### WORK TO BE COMPLETED
Please repeat the lines below exactly. Begin with the line containing "Target: distant mountain range" and go on through the line containing "Each instance of the wooden boat".

*** MATERIAL TO PROCESS Section Begins ***

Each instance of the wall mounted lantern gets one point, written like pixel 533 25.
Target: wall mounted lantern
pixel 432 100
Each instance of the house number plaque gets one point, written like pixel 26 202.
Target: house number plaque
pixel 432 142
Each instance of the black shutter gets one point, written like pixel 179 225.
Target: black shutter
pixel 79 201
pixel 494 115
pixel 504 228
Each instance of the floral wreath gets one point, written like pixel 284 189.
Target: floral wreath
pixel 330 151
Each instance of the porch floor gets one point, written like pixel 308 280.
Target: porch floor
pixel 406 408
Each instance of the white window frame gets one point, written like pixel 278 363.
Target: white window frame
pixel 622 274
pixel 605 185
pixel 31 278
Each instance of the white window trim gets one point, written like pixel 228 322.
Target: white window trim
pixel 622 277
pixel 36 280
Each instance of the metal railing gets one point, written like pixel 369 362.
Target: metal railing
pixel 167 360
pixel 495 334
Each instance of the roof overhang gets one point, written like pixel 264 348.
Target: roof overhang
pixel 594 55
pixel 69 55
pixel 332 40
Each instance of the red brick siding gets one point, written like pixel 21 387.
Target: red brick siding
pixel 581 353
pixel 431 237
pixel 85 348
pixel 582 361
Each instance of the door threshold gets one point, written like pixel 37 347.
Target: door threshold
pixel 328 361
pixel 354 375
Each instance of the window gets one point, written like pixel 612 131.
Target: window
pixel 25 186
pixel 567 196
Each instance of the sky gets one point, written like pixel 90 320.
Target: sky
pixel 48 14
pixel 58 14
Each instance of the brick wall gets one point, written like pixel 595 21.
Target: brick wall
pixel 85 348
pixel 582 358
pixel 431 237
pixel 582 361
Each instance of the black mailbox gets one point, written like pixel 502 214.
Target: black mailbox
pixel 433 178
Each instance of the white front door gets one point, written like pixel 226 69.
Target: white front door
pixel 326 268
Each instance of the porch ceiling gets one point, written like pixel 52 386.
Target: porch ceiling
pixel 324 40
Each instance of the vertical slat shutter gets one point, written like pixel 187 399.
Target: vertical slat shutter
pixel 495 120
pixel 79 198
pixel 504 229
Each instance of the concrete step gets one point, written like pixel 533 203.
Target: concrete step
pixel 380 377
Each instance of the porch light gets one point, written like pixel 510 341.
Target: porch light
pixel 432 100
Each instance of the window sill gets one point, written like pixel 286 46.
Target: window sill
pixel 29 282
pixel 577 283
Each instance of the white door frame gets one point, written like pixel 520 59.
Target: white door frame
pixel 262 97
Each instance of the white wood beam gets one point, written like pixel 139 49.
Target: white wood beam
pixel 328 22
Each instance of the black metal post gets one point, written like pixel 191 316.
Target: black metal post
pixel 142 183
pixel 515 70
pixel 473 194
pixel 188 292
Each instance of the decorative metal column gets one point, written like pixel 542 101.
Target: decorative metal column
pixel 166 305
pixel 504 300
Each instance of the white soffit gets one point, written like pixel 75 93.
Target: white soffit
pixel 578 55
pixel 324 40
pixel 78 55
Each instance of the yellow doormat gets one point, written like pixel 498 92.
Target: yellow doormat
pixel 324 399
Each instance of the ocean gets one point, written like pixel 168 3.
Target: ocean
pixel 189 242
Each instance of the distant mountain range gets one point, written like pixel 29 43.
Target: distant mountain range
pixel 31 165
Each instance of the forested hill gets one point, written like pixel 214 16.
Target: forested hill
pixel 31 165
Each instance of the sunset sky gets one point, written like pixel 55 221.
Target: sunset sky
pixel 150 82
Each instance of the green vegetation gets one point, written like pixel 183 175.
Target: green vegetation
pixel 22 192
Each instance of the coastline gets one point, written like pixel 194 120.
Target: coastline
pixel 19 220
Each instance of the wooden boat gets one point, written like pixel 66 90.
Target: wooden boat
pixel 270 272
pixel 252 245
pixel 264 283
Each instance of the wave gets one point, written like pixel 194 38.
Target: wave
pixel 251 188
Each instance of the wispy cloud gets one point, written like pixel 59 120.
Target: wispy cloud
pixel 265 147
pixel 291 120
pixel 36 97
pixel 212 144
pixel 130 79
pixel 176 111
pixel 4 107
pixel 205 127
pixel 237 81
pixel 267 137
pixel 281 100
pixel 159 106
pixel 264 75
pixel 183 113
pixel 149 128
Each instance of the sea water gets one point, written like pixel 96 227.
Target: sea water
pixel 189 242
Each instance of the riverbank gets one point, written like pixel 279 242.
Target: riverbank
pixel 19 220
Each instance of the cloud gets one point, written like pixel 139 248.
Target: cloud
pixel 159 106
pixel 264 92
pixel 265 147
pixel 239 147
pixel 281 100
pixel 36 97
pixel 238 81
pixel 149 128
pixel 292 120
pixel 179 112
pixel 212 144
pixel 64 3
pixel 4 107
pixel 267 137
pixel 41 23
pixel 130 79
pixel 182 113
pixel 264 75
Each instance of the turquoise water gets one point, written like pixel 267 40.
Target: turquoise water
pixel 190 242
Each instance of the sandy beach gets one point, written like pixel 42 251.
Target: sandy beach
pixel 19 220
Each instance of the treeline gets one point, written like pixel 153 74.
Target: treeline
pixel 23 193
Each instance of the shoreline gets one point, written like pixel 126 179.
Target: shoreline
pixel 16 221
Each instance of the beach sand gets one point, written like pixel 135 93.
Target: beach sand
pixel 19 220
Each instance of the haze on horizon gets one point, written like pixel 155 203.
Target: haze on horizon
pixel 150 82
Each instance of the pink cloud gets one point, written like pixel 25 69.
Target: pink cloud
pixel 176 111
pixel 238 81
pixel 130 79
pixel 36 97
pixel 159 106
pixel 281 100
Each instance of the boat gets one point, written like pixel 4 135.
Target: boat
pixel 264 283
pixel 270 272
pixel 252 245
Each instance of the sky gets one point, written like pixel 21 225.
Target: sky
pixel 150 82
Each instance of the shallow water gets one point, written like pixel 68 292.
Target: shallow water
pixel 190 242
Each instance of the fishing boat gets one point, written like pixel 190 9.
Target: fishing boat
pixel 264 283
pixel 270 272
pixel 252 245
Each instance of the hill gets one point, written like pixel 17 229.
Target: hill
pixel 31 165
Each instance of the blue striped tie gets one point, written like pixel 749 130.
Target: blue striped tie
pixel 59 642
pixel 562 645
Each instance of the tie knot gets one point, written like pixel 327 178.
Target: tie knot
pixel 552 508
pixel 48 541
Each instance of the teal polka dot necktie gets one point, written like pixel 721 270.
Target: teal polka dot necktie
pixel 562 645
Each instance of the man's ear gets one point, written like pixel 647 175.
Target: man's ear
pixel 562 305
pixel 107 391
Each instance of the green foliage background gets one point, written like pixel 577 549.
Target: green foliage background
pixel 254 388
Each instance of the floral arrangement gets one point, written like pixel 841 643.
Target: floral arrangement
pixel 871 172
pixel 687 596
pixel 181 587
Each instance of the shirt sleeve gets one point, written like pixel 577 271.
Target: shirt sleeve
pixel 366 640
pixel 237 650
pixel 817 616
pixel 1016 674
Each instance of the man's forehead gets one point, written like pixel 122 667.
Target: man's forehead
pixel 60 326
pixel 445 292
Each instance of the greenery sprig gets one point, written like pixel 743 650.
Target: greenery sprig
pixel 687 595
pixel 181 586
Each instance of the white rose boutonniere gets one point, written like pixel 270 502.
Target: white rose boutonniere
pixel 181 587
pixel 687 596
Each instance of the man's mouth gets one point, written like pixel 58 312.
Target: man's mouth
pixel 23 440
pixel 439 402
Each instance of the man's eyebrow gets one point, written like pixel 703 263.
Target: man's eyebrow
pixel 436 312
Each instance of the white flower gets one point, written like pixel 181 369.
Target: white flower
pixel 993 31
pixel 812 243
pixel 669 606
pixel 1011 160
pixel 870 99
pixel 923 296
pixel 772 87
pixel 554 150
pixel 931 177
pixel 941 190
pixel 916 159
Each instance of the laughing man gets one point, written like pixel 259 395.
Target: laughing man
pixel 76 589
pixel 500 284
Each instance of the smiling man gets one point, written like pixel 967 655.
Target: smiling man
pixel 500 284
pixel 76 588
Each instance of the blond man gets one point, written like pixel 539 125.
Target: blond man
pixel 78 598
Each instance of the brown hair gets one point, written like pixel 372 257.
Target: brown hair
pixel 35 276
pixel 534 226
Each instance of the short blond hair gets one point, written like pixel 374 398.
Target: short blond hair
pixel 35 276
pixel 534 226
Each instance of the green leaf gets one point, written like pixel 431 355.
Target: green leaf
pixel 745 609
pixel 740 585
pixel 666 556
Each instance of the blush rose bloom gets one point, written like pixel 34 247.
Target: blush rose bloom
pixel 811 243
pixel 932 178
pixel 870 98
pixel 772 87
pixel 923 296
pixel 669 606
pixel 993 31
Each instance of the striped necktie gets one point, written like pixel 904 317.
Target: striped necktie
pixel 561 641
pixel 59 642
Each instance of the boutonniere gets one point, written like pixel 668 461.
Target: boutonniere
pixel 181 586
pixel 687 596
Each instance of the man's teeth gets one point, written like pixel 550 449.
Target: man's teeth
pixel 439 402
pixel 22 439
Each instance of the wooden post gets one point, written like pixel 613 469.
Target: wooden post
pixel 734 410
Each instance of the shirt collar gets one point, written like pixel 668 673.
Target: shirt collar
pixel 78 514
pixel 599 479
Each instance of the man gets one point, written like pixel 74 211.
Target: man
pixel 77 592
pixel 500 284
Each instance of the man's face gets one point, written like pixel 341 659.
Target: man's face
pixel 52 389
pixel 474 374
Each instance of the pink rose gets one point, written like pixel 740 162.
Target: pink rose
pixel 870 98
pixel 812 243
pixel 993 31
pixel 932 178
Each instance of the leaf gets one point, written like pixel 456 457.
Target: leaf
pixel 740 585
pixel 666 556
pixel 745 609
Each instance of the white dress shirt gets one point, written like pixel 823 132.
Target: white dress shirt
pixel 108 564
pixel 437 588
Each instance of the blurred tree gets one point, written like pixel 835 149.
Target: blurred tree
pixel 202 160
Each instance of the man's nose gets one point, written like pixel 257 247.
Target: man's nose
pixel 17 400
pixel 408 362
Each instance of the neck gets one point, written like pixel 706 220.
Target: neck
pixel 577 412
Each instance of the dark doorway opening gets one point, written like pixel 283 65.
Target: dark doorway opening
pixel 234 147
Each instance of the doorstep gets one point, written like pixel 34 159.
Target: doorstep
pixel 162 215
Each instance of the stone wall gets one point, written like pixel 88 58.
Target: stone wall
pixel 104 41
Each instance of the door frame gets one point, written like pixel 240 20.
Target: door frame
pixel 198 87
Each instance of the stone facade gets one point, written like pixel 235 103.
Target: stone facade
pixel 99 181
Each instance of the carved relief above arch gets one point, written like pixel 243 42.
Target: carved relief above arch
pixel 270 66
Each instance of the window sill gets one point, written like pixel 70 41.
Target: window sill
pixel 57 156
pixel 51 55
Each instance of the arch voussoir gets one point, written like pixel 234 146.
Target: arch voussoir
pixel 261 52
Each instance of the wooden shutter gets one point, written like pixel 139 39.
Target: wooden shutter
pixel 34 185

*** MATERIAL TO PROCESS Section Ends ***

### ANSWER BOX
Target: distant mountain range
pixel 31 165
Each instance of the forested hill gets one point, written like pixel 214 16.
Target: forested hill
pixel 31 165
Each instance of the sunset sky gets one point, written like pixel 55 221.
Target: sunset sky
pixel 150 82
Each instance of the green vegetation gets one point, written like pixel 183 175.
Target: green vegetation
pixel 22 192
Each instance of the coastline gets one point, written like pixel 194 120.
Target: coastline
pixel 19 220
Each instance of the wooden boat gets one point, written like pixel 66 90.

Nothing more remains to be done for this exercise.